_PODANY TEKST_:
______
# Ogólne > Badania >  interpretacja wyników ALt i AST

## Nie zarejestrowany

Witam.
Mam 29lat i jestem w 15tyg ciąży. Po zrobieniu badań na przeciwciała anty HCV typ C okazało sie że w wynikach napisano mi : powtarzalnie reaktywne i skierowano do specjalistycznej poradni.
Zrobiłam badania ALT, AST i HBS oraz badanie potwierdzające obecność materiału genetycznego wirusa RNA metodą PCR, ponieważ wynik jaki uzyskałam nie stanowi jednoznacznie o obecności wirusa zakażenia wątroby typu C. 
HBS wyszło mi ujemne
ALT 21 (to chyba w normie)
AST 35 (to trochę podwyższone)

natomiast na ostatnie badania będę czekać ok 3 tygodni.

Bardzo proszę o pomoc, czy mam się czym martwić? Czy może to oznaczać że mam wirusa, ale organizm sobie z nim poradził i nię będę musiała podlegać leczeniu, a tylko kontroli?

----------


## nnn123

Proszę koniecznie poinformować o tych wynikach ginekologa oraz lekarzy odbierających poród. Jeśli istnieje choćby niewielkie ryzyko że ma Pani HCV to jest możliwość że wirus przejdzie na dziecko w trakcie porodu lub na personel medyczny.

[Zaznaczam iż nie jestem lekarzem a niniejszy post jest moją prywatną opinią którą ustawowo można potłuc o kant d...]

----------
______
_ZAWARTOŚĆ MATERIAŁU_:
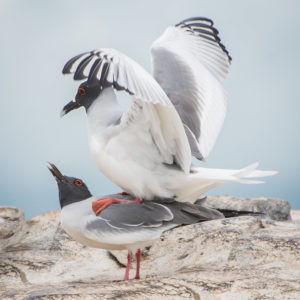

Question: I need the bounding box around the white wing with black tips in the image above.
______
_CO TRZEBA ZROBIĆ_: Przepisz z wątku o wynikach ALT i AST fragment od słów „Mam 29lat i” aż do słów „ok 3 tygodni.”.

_OCZEKIWANY WYNIK_:
Mam 29lat i jestem w 15tyg ciąży. Po zrobieniu badań na przeciwciała anty HCV typ C okazało sie że w wynikach napisano mi : powtarzalnie reaktywne i skierowano do specjalistycznej poradni.
Zrobiłam badania ALT, AST i HBS oraz badanie potwierdzające obecność materiału genetycznego wirusa RNA metodą PCR, ponieważ wynik jaki uzyskałam nie stanowi jednoznacznie o obecności wirusa zakażenia wątroby typu C. 
HBS wyszło mi ujemne
ALT 21 (to chyba w normie)
AST 35 (to trochę podwyższone)

natomiast na ostatnie badania będę czekać ok 3 tygodni.